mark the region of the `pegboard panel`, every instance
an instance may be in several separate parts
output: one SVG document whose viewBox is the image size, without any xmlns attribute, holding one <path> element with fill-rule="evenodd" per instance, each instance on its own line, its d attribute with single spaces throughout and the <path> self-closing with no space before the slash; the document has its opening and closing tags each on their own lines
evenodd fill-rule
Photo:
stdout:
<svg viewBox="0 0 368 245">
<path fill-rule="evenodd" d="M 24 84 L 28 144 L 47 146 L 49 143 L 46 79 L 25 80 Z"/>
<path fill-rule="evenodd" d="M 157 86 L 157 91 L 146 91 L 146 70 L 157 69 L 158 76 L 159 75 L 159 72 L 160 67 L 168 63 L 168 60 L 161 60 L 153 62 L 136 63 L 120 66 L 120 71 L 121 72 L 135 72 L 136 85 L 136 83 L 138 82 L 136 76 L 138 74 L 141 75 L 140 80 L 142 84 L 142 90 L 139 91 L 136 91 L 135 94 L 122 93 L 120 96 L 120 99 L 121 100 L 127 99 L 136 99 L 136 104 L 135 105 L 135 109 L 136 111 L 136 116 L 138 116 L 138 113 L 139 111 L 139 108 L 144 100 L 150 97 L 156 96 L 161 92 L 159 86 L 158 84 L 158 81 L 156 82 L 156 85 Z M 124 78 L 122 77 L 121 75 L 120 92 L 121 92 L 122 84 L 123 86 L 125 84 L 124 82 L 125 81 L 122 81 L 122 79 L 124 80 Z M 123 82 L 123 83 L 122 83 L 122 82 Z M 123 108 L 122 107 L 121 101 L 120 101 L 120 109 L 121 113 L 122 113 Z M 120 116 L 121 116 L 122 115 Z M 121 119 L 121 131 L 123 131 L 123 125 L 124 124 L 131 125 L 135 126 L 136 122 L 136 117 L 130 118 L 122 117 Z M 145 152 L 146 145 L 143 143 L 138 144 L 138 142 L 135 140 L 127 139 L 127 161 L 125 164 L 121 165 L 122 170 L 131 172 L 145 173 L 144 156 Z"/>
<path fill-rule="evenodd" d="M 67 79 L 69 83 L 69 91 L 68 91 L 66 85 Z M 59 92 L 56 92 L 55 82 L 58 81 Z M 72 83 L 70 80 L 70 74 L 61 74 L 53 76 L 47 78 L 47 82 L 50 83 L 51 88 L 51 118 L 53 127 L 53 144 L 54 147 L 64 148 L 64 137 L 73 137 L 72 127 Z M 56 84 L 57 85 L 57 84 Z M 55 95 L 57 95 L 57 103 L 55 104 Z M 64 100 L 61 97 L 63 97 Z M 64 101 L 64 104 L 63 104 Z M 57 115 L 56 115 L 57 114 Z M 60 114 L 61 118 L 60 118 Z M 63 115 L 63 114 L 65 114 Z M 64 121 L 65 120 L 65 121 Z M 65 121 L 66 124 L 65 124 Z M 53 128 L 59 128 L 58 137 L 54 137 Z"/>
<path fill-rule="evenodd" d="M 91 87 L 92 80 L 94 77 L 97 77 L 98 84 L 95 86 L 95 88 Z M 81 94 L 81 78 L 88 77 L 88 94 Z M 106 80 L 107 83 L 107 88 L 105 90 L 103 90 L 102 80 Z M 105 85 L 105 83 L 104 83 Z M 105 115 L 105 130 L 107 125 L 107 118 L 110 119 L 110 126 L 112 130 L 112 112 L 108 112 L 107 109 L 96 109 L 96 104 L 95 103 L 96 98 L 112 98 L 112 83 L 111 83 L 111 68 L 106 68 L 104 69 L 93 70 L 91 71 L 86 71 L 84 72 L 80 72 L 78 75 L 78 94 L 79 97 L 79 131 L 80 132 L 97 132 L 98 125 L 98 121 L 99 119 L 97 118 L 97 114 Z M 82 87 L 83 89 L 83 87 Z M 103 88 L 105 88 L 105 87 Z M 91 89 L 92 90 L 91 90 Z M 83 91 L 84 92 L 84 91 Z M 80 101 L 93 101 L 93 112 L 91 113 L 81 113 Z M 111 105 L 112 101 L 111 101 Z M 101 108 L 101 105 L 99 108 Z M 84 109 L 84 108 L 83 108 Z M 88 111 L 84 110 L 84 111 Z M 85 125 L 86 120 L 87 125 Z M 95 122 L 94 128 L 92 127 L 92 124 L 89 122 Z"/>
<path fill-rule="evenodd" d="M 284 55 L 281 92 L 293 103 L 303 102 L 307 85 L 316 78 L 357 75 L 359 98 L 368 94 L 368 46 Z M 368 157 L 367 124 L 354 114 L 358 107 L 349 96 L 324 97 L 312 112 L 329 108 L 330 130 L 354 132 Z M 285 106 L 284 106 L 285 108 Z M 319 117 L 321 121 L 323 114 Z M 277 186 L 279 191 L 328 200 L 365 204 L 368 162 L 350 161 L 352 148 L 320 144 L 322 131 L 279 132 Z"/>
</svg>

Do this
Switch each "instance" in the listing above to "object", then write out the whole listing again with everything else unchanged.

Answer to the problem
mark the region of the `pegboard panel`, every object
an object may be in several separate parts
output: one SVG document whose viewBox is the image size, without any xmlns attribute, holding one <path> element with fill-rule="evenodd" per object, each object on its own line, its d attribute with single spaces throughout and the <path> self-closing with no space before the slash; the document has its opening and closing tags each on their own lines
evenodd fill-rule
Photo:
stdout:
<svg viewBox="0 0 368 245">
<path fill-rule="evenodd" d="M 24 84 L 28 144 L 47 146 L 49 143 L 46 79 L 25 80 Z"/>
<path fill-rule="evenodd" d="M 157 86 L 157 91 L 146 91 L 146 70 L 157 69 L 158 76 L 159 75 L 159 72 L 160 67 L 168 63 L 168 60 L 161 60 L 153 62 L 136 63 L 120 66 L 120 71 L 121 72 L 135 72 L 136 85 L 136 83 L 138 82 L 136 76 L 138 74 L 141 75 L 140 80 L 142 84 L 142 90 L 139 91 L 136 91 L 135 94 L 122 93 L 120 96 L 120 99 L 121 100 L 127 99 L 136 99 L 136 104 L 135 105 L 135 109 L 136 111 L 136 116 L 138 116 L 138 113 L 139 111 L 139 108 L 144 100 L 150 97 L 156 96 L 161 92 L 159 86 L 158 84 L 158 81 L 156 82 L 156 85 Z M 124 78 L 122 77 L 121 75 L 120 92 L 121 92 L 122 84 L 123 86 L 125 84 L 124 82 L 125 81 L 122 81 L 122 79 L 124 80 Z M 123 82 L 123 83 L 122 83 L 122 82 Z M 123 108 L 122 107 L 121 101 L 120 101 L 120 109 L 121 113 L 122 113 Z M 120 116 L 121 116 L 122 115 Z M 121 119 L 121 131 L 123 131 L 123 125 L 124 124 L 131 125 L 135 126 L 136 122 L 136 117 L 130 118 L 122 117 Z M 145 152 L 146 145 L 143 143 L 138 144 L 138 142 L 135 140 L 127 139 L 127 161 L 125 164 L 121 165 L 122 170 L 131 172 L 145 173 L 144 156 Z"/>
<path fill-rule="evenodd" d="M 67 79 L 69 83 L 69 91 L 68 91 L 66 85 Z M 59 92 L 56 92 L 55 82 L 58 81 Z M 72 83 L 70 80 L 70 74 L 61 74 L 53 76 L 47 78 L 47 82 L 50 83 L 51 88 L 51 118 L 53 127 L 53 144 L 54 147 L 64 148 L 64 137 L 73 137 L 72 127 Z M 56 84 L 57 85 L 57 84 Z M 55 95 L 57 95 L 57 103 L 55 104 Z M 64 100 L 61 97 L 63 97 Z M 64 101 L 64 104 L 63 104 Z M 57 115 L 56 115 L 57 114 Z M 60 114 L 61 118 L 60 118 Z M 63 115 L 63 114 L 65 114 Z M 64 121 L 65 120 L 65 121 Z M 65 121 L 66 124 L 65 124 Z M 53 128 L 59 128 L 58 137 L 54 137 Z"/>
<path fill-rule="evenodd" d="M 91 87 L 92 80 L 94 77 L 97 77 L 98 84 L 95 86 L 95 88 Z M 81 94 L 81 78 L 88 77 L 88 94 Z M 106 80 L 107 83 L 107 88 L 105 90 L 103 90 L 102 80 Z M 105 85 L 105 83 L 104 83 Z M 105 115 L 105 130 L 107 125 L 107 118 L 110 119 L 110 126 L 112 130 L 112 112 L 108 112 L 107 109 L 96 109 L 96 104 L 95 103 L 96 98 L 112 98 L 112 83 L 111 83 L 111 68 L 106 68 L 104 69 L 93 70 L 91 71 L 86 71 L 84 72 L 80 72 L 78 75 L 78 94 L 79 97 L 79 131 L 80 132 L 97 132 L 98 125 L 98 121 L 99 119 L 97 118 L 97 114 Z M 82 87 L 83 89 L 83 87 Z M 103 88 L 105 88 L 105 87 Z M 91 89 L 92 90 L 91 90 Z M 83 91 L 84 92 L 84 91 Z M 80 101 L 93 101 L 93 112 L 91 113 L 81 113 Z M 111 105 L 112 101 L 111 101 Z M 101 108 L 101 105 L 99 108 Z M 84 109 L 84 108 L 83 108 Z M 88 111 L 84 110 L 84 111 Z M 85 125 L 86 120 L 87 125 Z M 95 122 L 94 128 L 92 127 L 92 124 L 89 122 Z"/>
<path fill-rule="evenodd" d="M 284 55 L 281 92 L 293 103 L 303 102 L 307 85 L 316 78 L 357 75 L 359 98 L 368 94 L 368 46 Z M 368 157 L 367 124 L 354 114 L 358 107 L 349 96 L 324 97 L 312 112 L 329 108 L 330 130 L 354 132 Z M 285 106 L 284 106 L 285 108 Z M 319 117 L 321 121 L 323 114 Z M 277 186 L 279 191 L 328 200 L 365 204 L 368 162 L 350 161 L 352 148 L 320 144 L 322 131 L 279 132 Z"/>
</svg>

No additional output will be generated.